*TRY IT*
Return, word for word, every entry in the listing below, but not its images.

*SOURCE MATERIAL*
————

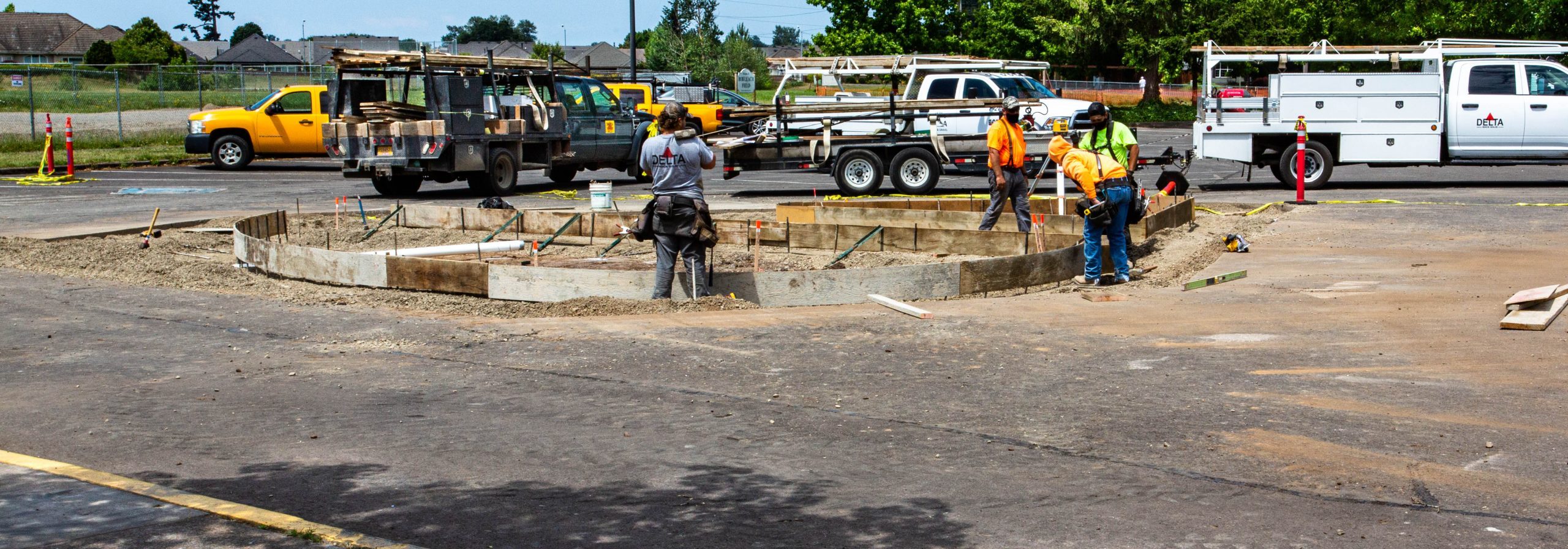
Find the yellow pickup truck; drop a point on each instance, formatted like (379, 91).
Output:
(703, 116)
(287, 123)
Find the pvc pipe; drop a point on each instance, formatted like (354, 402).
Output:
(454, 250)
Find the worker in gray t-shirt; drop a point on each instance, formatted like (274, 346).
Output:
(676, 165)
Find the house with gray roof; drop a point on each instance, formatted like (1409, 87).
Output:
(49, 37)
(255, 51)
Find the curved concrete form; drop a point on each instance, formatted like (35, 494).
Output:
(259, 242)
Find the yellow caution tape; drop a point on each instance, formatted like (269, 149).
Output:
(46, 178)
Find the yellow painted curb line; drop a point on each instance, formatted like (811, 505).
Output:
(231, 510)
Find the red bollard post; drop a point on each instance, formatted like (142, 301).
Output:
(71, 153)
(49, 142)
(1300, 162)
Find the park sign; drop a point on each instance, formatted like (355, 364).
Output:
(745, 82)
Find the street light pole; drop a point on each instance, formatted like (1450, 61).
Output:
(632, 43)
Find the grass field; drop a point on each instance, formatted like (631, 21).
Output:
(23, 153)
(94, 93)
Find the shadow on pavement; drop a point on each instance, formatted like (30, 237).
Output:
(707, 507)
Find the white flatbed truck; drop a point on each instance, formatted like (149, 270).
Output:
(1499, 104)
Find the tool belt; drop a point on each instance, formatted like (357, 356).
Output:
(1114, 183)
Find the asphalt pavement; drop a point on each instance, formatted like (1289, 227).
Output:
(311, 184)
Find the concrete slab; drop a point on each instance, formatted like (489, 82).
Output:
(40, 509)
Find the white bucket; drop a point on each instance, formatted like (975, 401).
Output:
(600, 195)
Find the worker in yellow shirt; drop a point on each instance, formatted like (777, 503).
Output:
(1107, 186)
(1006, 175)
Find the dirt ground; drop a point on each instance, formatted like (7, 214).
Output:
(203, 261)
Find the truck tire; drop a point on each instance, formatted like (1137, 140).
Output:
(858, 173)
(499, 178)
(1319, 165)
(562, 175)
(397, 186)
(233, 153)
(914, 172)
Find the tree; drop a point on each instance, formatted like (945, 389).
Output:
(208, 15)
(146, 43)
(642, 38)
(240, 34)
(786, 37)
(686, 40)
(736, 54)
(99, 55)
(493, 29)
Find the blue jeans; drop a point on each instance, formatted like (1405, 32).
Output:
(1120, 200)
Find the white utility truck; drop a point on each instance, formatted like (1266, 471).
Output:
(922, 77)
(1473, 102)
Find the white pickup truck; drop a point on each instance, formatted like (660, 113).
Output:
(1039, 104)
(1477, 110)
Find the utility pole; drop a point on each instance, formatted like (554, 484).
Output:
(634, 40)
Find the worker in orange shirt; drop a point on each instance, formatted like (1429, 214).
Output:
(1006, 175)
(1106, 184)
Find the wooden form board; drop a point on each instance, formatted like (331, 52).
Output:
(965, 214)
(557, 284)
(1537, 316)
(819, 236)
(900, 306)
(1526, 298)
(438, 275)
(1006, 273)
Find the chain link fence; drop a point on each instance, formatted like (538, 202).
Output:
(137, 98)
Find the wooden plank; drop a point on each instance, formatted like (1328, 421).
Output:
(1213, 281)
(1102, 297)
(1537, 316)
(1004, 273)
(900, 306)
(1526, 298)
(438, 275)
(786, 289)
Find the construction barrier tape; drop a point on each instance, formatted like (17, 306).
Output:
(573, 197)
(46, 178)
(1381, 201)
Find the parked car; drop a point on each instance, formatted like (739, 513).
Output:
(287, 123)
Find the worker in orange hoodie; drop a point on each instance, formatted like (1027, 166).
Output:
(1102, 181)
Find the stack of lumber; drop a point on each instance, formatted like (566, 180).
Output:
(349, 59)
(860, 105)
(391, 112)
(1536, 308)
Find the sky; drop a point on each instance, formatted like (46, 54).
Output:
(582, 21)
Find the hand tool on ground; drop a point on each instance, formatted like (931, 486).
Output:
(151, 233)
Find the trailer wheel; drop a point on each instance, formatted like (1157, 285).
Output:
(562, 175)
(914, 172)
(397, 186)
(1319, 165)
(858, 173)
(499, 180)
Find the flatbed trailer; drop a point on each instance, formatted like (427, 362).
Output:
(913, 161)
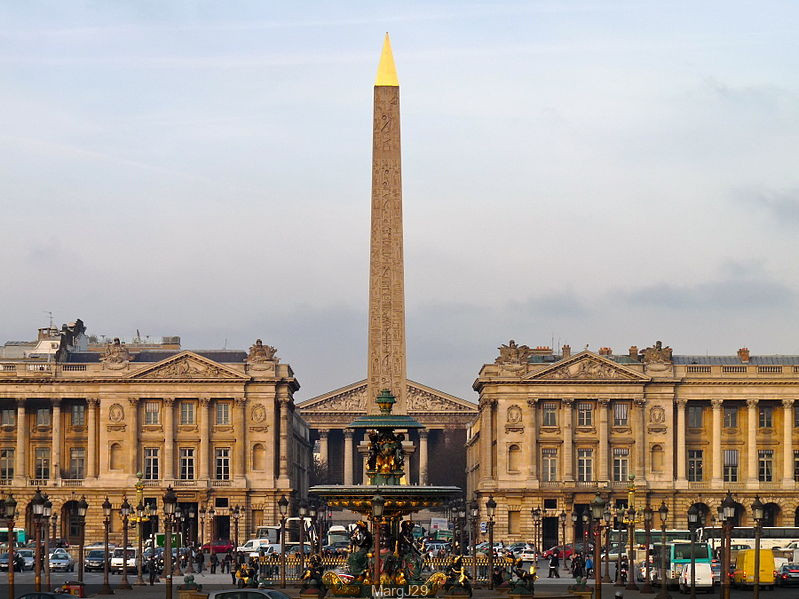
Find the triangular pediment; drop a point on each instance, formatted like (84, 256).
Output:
(587, 366)
(421, 400)
(187, 365)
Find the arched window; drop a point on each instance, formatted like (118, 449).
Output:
(514, 458)
(258, 457)
(115, 457)
(657, 458)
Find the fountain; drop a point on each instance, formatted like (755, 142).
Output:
(385, 561)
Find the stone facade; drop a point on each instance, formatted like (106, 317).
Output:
(554, 429)
(219, 426)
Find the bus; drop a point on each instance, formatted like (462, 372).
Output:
(677, 555)
(771, 537)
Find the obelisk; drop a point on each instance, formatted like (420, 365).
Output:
(387, 365)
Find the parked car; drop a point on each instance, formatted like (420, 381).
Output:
(60, 559)
(787, 575)
(95, 560)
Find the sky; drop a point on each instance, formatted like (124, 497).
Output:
(598, 173)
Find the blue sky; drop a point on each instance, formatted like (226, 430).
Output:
(594, 173)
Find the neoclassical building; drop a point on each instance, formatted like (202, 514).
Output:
(555, 428)
(80, 417)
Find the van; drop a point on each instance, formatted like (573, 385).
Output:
(703, 577)
(744, 573)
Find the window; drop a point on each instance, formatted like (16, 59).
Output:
(549, 412)
(78, 416)
(765, 465)
(620, 411)
(77, 462)
(621, 463)
(43, 417)
(6, 463)
(584, 414)
(151, 469)
(42, 463)
(223, 412)
(730, 465)
(186, 463)
(8, 417)
(585, 464)
(694, 416)
(549, 464)
(694, 465)
(730, 417)
(514, 522)
(152, 411)
(765, 416)
(187, 412)
(222, 463)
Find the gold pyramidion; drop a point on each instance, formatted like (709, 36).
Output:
(386, 71)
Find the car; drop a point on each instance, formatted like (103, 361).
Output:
(95, 560)
(60, 559)
(248, 594)
(787, 575)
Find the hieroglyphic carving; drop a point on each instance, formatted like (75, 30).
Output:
(387, 363)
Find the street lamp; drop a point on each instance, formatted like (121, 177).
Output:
(663, 511)
(758, 513)
(106, 590)
(283, 505)
(649, 515)
(170, 500)
(83, 507)
(491, 509)
(37, 507)
(597, 511)
(378, 503)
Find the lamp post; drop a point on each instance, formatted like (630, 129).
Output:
(649, 515)
(727, 514)
(283, 505)
(597, 511)
(48, 511)
(106, 590)
(83, 507)
(608, 516)
(563, 540)
(663, 511)
(37, 507)
(491, 509)
(170, 500)
(758, 513)
(378, 503)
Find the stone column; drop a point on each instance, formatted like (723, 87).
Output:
(92, 404)
(716, 405)
(568, 440)
(532, 436)
(603, 406)
(787, 443)
(240, 432)
(640, 440)
(20, 468)
(423, 456)
(55, 471)
(681, 451)
(133, 436)
(168, 472)
(205, 428)
(751, 442)
(348, 456)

————

*WRITTEN ANSWER*
Find the yellow pickup truck; drop a point on each instance, formatted like (379, 91).
Output:
(703, 116)
(287, 123)
Find the pvc pipe; drop a point on each instance, formatted like (354, 402).
Output:
(454, 250)
Find the worker in gray t-shirt; drop a point on each instance, formatted like (274, 346).
Output:
(676, 165)
Find the house with gray roof; drop a point on each instance, formatted like (1409, 87).
Output:
(49, 37)
(255, 51)
Find the curved concrete form; drop a point on each instance, formatted like (35, 494).
Output:
(259, 242)
Find the yellow caution tape; drop a point on each instance, formatted like (269, 149).
Output:
(46, 178)
Find the yellow painted curb line; drop a point on each instance, formatted like (811, 505).
Output:
(231, 510)
Find the red bollard post; drop a point on each instance, formatted like (142, 301).
Output:
(71, 153)
(49, 142)
(1300, 162)
Find the park sign; drop a point on each instance, formatted like (355, 364).
Output:
(745, 82)
Find the street light pole; drop a point on each instance, formatted like (1450, 61).
Output:
(632, 43)
Find the grass field; drop a point on each instance, formatted like (631, 21).
Output:
(23, 153)
(94, 93)
Find the shadow on pavement; drop a point on each instance, formatted like (30, 237).
Output:
(707, 507)
Find the white flatbed truck; drop a point on each instance, formatted like (149, 270).
Output:
(1499, 104)
Find the tool belt; drop a point on each instance, formatted like (357, 356).
Output:
(1114, 183)
Find the asphalt pavement; drop a point on each instance, formatted like (1289, 227).
Output:
(311, 184)
Find the concrete slab; drop a point on each instance, formatted like (489, 82).
Output:
(40, 509)
Find the white bucket; drop a point on each instance, formatted like (975, 401).
Output:
(600, 195)
Find the worker in yellow shirt; drop a point on each instance, formatted like (777, 503).
Output:
(1107, 186)
(1006, 175)
Find the dirt ground; drop a point on each instance, formatted like (7, 214).
Output:
(203, 261)
Find the truck tire; drop a point on each instance, formatted like (1137, 140).
Output:
(858, 173)
(499, 178)
(1319, 165)
(562, 175)
(397, 186)
(233, 153)
(914, 172)
Find the tree; drop a point on each instance, formatted like (945, 389).
Output:
(208, 15)
(146, 43)
(642, 38)
(240, 34)
(786, 37)
(686, 40)
(736, 54)
(99, 55)
(493, 29)
Find the blue jeans; drop a point on each instance, formatted like (1405, 32).
Output:
(1120, 200)
Find the white utility truck; drop a point on each instance, formatted like (1266, 471).
Output:
(922, 77)
(1473, 102)
Find the white pickup truck; drop a point on each instance, formatted like (660, 113).
Output:
(1039, 104)
(1477, 110)
Find the utility pole; drop a point on each instance, formatted like (554, 484).
Output:
(634, 40)
Find the worker in orange shirt; drop a point on each instance, formatted like (1429, 214).
Output:
(1006, 175)
(1106, 184)
Find the wooden form board; drop a point on each instance, formatted like (331, 52).
Output:
(965, 214)
(557, 284)
(1537, 316)
(819, 236)
(900, 306)
(1526, 298)
(438, 275)
(1006, 273)
Find the chain link fence; drop a point on each instance, formatted like (538, 202).
Output:
(137, 98)
Find the wooden plank; drop a point on each instance, formatted like (1328, 421).
Output:
(1213, 281)
(1102, 297)
(1537, 316)
(1004, 273)
(900, 306)
(1526, 298)
(438, 275)
(786, 289)
Find the construction barrier tape; drop a point on each instance, formatted like (17, 306).
Output:
(573, 197)
(46, 178)
(1381, 201)
Find the parked car; drop a point on each instance, formatted like (739, 513).
Output:
(287, 123)
Find the worker in orange hoodie; drop a point on each instance, formatted like (1027, 166).
Output:
(1102, 181)
Find the stack of lumber; drop a point on each instance, formatted like (566, 180).
Output:
(349, 59)
(860, 105)
(391, 112)
(1536, 308)
Find the sky; drop a point on each instance, formatted like (46, 54).
Output:
(582, 21)
Find the hand tool on ground; drop a point on each instance, formatted like (931, 486).
Output:
(151, 233)
Find the trailer wheel; drop a point on each instance, formatted like (1157, 285).
Output:
(562, 175)
(914, 172)
(397, 186)
(1319, 165)
(858, 173)
(499, 180)
Find the flatbed trailer; drop a point on each instance, formatted like (427, 362).
Output:
(913, 161)
Find the triangular pediment; drop a point on each instance, formatted like (84, 256).
Output:
(587, 366)
(421, 400)
(187, 365)
Find the arched window; drop a point on each instance, formatted like (118, 449).
Output:
(514, 458)
(258, 457)
(115, 457)
(657, 458)
Find the fountain; drop a point on each instance, formatted like (755, 142).
Output:
(385, 561)
Find the stone facade; drop a point on each instance, formatted like (106, 317).
Output:
(554, 429)
(219, 426)
Find the bus; drop a point on each instance, formatted like (462, 372).
Output:
(677, 555)
(771, 537)
Find the obelisk; drop a point on each instance, formatted like (420, 365).
Output:
(387, 365)
Find the parked car; drop a point on each instance, formatted like (420, 381).
Output:
(60, 559)
(787, 575)
(95, 560)
Find the sky; drop a point on each instance, formatted like (124, 497).
Output:
(598, 173)
Find the blue sky; drop a point on each instance, formatted like (226, 430).
Output:
(594, 173)
Find the neoclassical building; drop a point on each instance, formatted like (202, 514).
Output:
(555, 428)
(80, 417)
Find the van; drop a point on each instance, formatted like (573, 385).
Output:
(703, 577)
(744, 573)
Find the window; drop a point on each instance, formatted like (16, 59).
Output:
(549, 412)
(78, 416)
(765, 465)
(620, 411)
(77, 462)
(621, 463)
(43, 417)
(6, 463)
(584, 414)
(151, 469)
(42, 463)
(223, 412)
(730, 465)
(186, 463)
(8, 417)
(585, 464)
(694, 416)
(549, 464)
(694, 465)
(730, 417)
(514, 522)
(152, 411)
(765, 416)
(187, 412)
(222, 463)
Find the gold pyramidion; drop a point on each instance, formatted like (709, 36).
Output:
(386, 71)
Find the car; drop a point on each instance, formatted like (103, 361).
Output:
(95, 560)
(60, 559)
(248, 594)
(787, 575)
Find the hieroglyphic carving; drop a point on each instance, formatted like (75, 30).
Output:
(387, 363)
Find the street lamp; drop a point on each instance, formatted like (121, 177).
Output:
(663, 511)
(758, 513)
(106, 590)
(283, 505)
(649, 515)
(170, 500)
(83, 507)
(491, 509)
(37, 507)
(597, 511)
(378, 503)
Find the lamp post; drop a point on each instance, formatted like (630, 129).
Output:
(649, 515)
(727, 514)
(283, 505)
(597, 511)
(48, 511)
(106, 590)
(83, 507)
(608, 516)
(563, 540)
(663, 511)
(37, 507)
(491, 509)
(170, 500)
(758, 513)
(378, 503)
Find the stone column; drop a point on each instance, formatted like (723, 87).
Output:
(92, 404)
(716, 405)
(568, 440)
(532, 436)
(603, 406)
(787, 443)
(240, 432)
(640, 440)
(20, 468)
(423, 456)
(55, 471)
(681, 451)
(133, 436)
(168, 472)
(205, 428)
(751, 442)
(348, 456)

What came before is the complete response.